Retype the tail of the data exactly, starting at the line containing "One point for each instance of the gold-plated" and stopping at the last line.

* **AVAILABLE RECORDS**
----
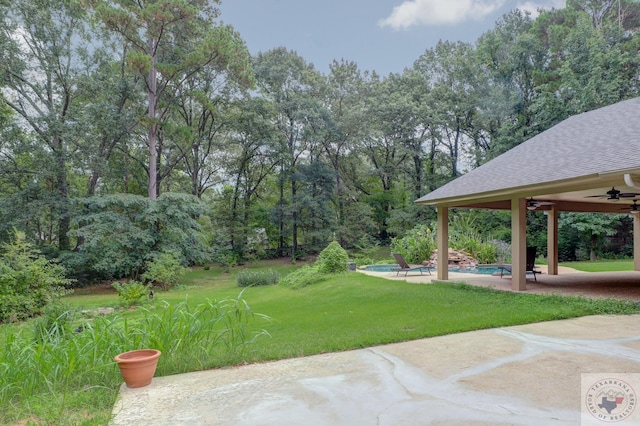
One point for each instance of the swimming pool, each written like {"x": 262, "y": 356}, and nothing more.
{"x": 480, "y": 269}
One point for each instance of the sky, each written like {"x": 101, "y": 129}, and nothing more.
{"x": 382, "y": 35}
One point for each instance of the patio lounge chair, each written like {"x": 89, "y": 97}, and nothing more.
{"x": 530, "y": 267}
{"x": 406, "y": 268}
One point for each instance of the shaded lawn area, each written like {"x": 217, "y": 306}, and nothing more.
{"x": 339, "y": 313}
{"x": 617, "y": 265}
{"x": 357, "y": 310}
{"x": 363, "y": 311}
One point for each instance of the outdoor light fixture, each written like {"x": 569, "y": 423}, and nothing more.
{"x": 532, "y": 204}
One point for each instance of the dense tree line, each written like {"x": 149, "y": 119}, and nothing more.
{"x": 119, "y": 117}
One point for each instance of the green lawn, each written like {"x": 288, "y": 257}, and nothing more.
{"x": 339, "y": 313}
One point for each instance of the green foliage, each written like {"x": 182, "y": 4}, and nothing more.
{"x": 132, "y": 292}
{"x": 55, "y": 323}
{"x": 417, "y": 245}
{"x": 333, "y": 259}
{"x": 247, "y": 278}
{"x": 165, "y": 270}
{"x": 302, "y": 277}
{"x": 28, "y": 281}
{"x": 122, "y": 232}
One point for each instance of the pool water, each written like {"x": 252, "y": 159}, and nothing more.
{"x": 481, "y": 270}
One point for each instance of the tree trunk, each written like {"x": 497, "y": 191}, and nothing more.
{"x": 153, "y": 129}
{"x": 64, "y": 218}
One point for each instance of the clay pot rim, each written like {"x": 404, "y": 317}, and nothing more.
{"x": 137, "y": 355}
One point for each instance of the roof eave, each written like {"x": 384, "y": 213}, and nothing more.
{"x": 566, "y": 185}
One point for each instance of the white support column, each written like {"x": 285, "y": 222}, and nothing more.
{"x": 552, "y": 241}
{"x": 636, "y": 242}
{"x": 443, "y": 243}
{"x": 518, "y": 244}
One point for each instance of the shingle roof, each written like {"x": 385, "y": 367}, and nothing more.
{"x": 595, "y": 142}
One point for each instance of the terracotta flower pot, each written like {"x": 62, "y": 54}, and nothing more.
{"x": 138, "y": 367}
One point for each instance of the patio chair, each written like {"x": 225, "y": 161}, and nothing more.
{"x": 530, "y": 266}
{"x": 406, "y": 268}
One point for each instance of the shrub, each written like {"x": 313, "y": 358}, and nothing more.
{"x": 132, "y": 292}
{"x": 165, "y": 270}
{"x": 54, "y": 324}
{"x": 333, "y": 259}
{"x": 28, "y": 281}
{"x": 248, "y": 278}
{"x": 417, "y": 245}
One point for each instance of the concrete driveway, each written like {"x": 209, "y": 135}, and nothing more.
{"x": 523, "y": 375}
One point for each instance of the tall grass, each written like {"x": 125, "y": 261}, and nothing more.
{"x": 601, "y": 265}
{"x": 63, "y": 377}
{"x": 58, "y": 376}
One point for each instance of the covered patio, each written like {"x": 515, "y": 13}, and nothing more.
{"x": 587, "y": 163}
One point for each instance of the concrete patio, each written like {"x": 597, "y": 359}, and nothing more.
{"x": 522, "y": 375}
{"x": 618, "y": 285}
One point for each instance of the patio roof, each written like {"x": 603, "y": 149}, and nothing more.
{"x": 583, "y": 155}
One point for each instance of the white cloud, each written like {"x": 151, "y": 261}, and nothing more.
{"x": 547, "y": 5}
{"x": 435, "y": 12}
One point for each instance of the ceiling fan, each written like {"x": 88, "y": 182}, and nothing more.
{"x": 614, "y": 195}
{"x": 633, "y": 208}
{"x": 534, "y": 204}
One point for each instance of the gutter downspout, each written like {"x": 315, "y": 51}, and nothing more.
{"x": 636, "y": 226}
{"x": 628, "y": 179}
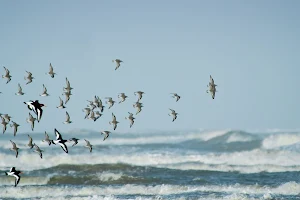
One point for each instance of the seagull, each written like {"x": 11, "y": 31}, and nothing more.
{"x": 47, "y": 139}
{"x": 60, "y": 141}
{"x": 13, "y": 172}
{"x": 88, "y": 145}
{"x": 106, "y": 134}
{"x": 114, "y": 121}
{"x": 6, "y": 117}
{"x": 51, "y": 73}
{"x": 7, "y": 75}
{"x": 98, "y": 115}
{"x": 68, "y": 88}
{"x": 15, "y": 148}
{"x": 138, "y": 106}
{"x": 130, "y": 118}
{"x": 36, "y": 107}
{"x": 31, "y": 120}
{"x": 38, "y": 150}
{"x": 75, "y": 140}
{"x": 4, "y": 123}
{"x": 110, "y": 102}
{"x": 174, "y": 114}
{"x": 118, "y": 62}
{"x": 67, "y": 119}
{"x": 44, "y": 94}
{"x": 67, "y": 94}
{"x": 15, "y": 125}
{"x": 30, "y": 142}
{"x": 29, "y": 77}
{"x": 87, "y": 112}
{"x": 61, "y": 104}
{"x": 175, "y": 95}
{"x": 20, "y": 92}
{"x": 122, "y": 96}
{"x": 140, "y": 94}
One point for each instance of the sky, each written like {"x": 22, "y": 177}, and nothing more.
{"x": 251, "y": 49}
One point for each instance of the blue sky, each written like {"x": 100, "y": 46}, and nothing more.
{"x": 250, "y": 48}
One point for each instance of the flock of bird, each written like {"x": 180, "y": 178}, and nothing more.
{"x": 36, "y": 109}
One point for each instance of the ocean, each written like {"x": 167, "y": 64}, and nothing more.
{"x": 210, "y": 165}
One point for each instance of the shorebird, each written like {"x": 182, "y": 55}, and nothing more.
{"x": 30, "y": 145}
{"x": 75, "y": 140}
{"x": 38, "y": 150}
{"x": 13, "y": 172}
{"x": 44, "y": 94}
{"x": 87, "y": 112}
{"x": 51, "y": 73}
{"x": 31, "y": 120}
{"x": 60, "y": 141}
{"x": 106, "y": 133}
{"x": 20, "y": 92}
{"x": 114, "y": 121}
{"x": 14, "y": 148}
{"x": 47, "y": 139}
{"x": 68, "y": 88}
{"x": 110, "y": 102}
{"x": 67, "y": 94}
{"x": 138, "y": 106}
{"x": 118, "y": 62}
{"x": 88, "y": 145}
{"x": 174, "y": 114}
{"x": 7, "y": 75}
{"x": 61, "y": 104}
{"x": 130, "y": 118}
{"x": 6, "y": 117}
{"x": 175, "y": 95}
{"x": 4, "y": 123}
{"x": 67, "y": 119}
{"x": 140, "y": 94}
{"x": 29, "y": 77}
{"x": 123, "y": 97}
{"x": 36, "y": 107}
{"x": 15, "y": 125}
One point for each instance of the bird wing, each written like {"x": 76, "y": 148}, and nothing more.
{"x": 58, "y": 135}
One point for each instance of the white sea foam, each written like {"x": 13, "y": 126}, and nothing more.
{"x": 236, "y": 190}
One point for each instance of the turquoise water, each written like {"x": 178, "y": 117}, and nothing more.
{"x": 166, "y": 165}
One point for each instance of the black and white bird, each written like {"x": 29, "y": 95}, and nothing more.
{"x": 39, "y": 151}
{"x": 174, "y": 114}
{"x": 14, "y": 148}
{"x": 114, "y": 121}
{"x": 60, "y": 141}
{"x": 47, "y": 139}
{"x": 44, "y": 94}
{"x": 30, "y": 144}
{"x": 176, "y": 96}
{"x": 61, "y": 104}
{"x": 29, "y": 77}
{"x": 15, "y": 127}
{"x": 51, "y": 72}
{"x": 36, "y": 107}
{"x": 31, "y": 120}
{"x": 7, "y": 75}
{"x": 88, "y": 145}
{"x": 75, "y": 140}
{"x": 13, "y": 172}
{"x": 130, "y": 118}
{"x": 20, "y": 91}
{"x": 106, "y": 133}
{"x": 118, "y": 63}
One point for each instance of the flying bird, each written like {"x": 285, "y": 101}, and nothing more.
{"x": 13, "y": 172}
{"x": 7, "y": 75}
{"x": 118, "y": 63}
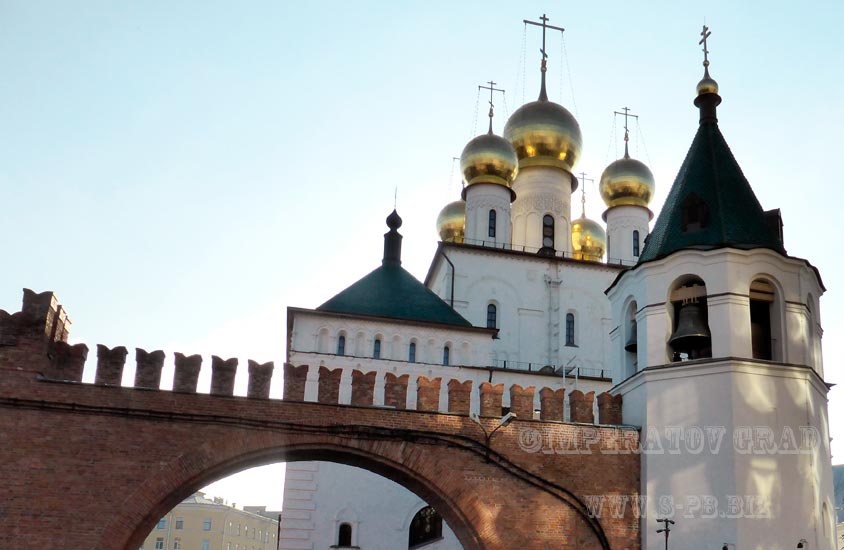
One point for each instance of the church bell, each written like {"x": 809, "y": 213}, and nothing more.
{"x": 692, "y": 335}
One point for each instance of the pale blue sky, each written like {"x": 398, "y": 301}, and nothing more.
{"x": 180, "y": 172}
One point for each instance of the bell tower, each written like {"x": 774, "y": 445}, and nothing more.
{"x": 717, "y": 333}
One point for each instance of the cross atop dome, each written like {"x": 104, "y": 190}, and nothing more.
{"x": 543, "y": 95}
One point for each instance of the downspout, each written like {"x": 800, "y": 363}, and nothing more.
{"x": 451, "y": 298}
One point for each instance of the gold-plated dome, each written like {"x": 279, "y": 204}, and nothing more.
{"x": 627, "y": 181}
{"x": 544, "y": 134}
{"x": 588, "y": 240}
{"x": 707, "y": 85}
{"x": 489, "y": 159}
{"x": 451, "y": 223}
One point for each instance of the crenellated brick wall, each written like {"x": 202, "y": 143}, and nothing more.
{"x": 101, "y": 462}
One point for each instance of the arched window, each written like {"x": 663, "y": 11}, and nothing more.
{"x": 761, "y": 301}
{"x": 491, "y": 316}
{"x": 427, "y": 526}
{"x": 548, "y": 231}
{"x": 344, "y": 535}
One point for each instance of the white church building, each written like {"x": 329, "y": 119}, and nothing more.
{"x": 704, "y": 325}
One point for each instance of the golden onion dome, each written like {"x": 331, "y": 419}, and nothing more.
{"x": 625, "y": 182}
{"x": 544, "y": 133}
{"x": 489, "y": 159}
{"x": 588, "y": 240}
{"x": 707, "y": 85}
{"x": 451, "y": 223}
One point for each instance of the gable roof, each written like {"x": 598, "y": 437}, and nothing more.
{"x": 391, "y": 292}
{"x": 710, "y": 181}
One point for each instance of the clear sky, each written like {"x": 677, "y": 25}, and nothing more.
{"x": 181, "y": 172}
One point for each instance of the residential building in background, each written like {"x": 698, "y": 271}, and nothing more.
{"x": 200, "y": 523}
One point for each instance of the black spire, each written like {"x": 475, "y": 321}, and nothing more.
{"x": 392, "y": 241}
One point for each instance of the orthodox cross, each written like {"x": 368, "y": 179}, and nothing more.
{"x": 666, "y": 529}
{"x": 626, "y": 114}
{"x": 491, "y": 89}
{"x": 583, "y": 180}
{"x": 705, "y": 34}
{"x": 544, "y": 24}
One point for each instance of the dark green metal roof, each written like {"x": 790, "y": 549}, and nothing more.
{"x": 711, "y": 182}
{"x": 391, "y": 292}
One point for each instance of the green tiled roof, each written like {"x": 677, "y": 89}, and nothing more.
{"x": 734, "y": 216}
{"x": 390, "y": 291}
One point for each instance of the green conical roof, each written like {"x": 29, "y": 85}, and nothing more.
----
* **FINAL RESULT**
One point for each instance of the gold-plated dome, each written like {"x": 279, "y": 204}, and nothing more.
{"x": 627, "y": 181}
{"x": 544, "y": 134}
{"x": 588, "y": 240}
{"x": 707, "y": 85}
{"x": 489, "y": 159}
{"x": 451, "y": 223}
One point for each instance of the crenellated brick wall, each written like {"x": 202, "y": 143}, and nothing more.
{"x": 101, "y": 462}
One point for each instance of the arched window, each written like {"x": 663, "y": 11}, and nothing more.
{"x": 761, "y": 301}
{"x": 491, "y": 316}
{"x": 427, "y": 526}
{"x": 548, "y": 231}
{"x": 344, "y": 535}
One point for each instance of the white church building, each written like {"x": 329, "y": 119}, and nothing more.
{"x": 704, "y": 325}
One point for each instance of the golden onion dome, each written like {"x": 331, "y": 419}, and nothing more.
{"x": 625, "y": 182}
{"x": 544, "y": 133}
{"x": 489, "y": 159}
{"x": 588, "y": 240}
{"x": 707, "y": 85}
{"x": 451, "y": 223}
One point for each instance of the gable roof, each written like {"x": 598, "y": 437}, and nothing more.
{"x": 391, "y": 292}
{"x": 710, "y": 181}
One point for each instance of the clear sky, each written like {"x": 677, "y": 25}, and nothing more.
{"x": 181, "y": 172}
One point for each instance of the residential building in background, each written like {"x": 698, "y": 271}, and nothing more.
{"x": 200, "y": 523}
One point for each instance of the black spire, each written like {"x": 475, "y": 321}, and nothing more.
{"x": 392, "y": 241}
One point for each instance of the orthodox cross, each written like {"x": 368, "y": 179}, and nothing more.
{"x": 666, "y": 529}
{"x": 626, "y": 114}
{"x": 491, "y": 89}
{"x": 583, "y": 180}
{"x": 705, "y": 34}
{"x": 544, "y": 24}
One point for each instance of the dark green metal roof, each written like {"x": 790, "y": 549}, and nothing more.
{"x": 711, "y": 182}
{"x": 391, "y": 292}
One point for each instance of the green tiled roof, each written like {"x": 677, "y": 89}, and nothing more.
{"x": 734, "y": 216}
{"x": 390, "y": 291}
One point for each instance of the green conical roof, each written like {"x": 29, "y": 85}, and nothing more.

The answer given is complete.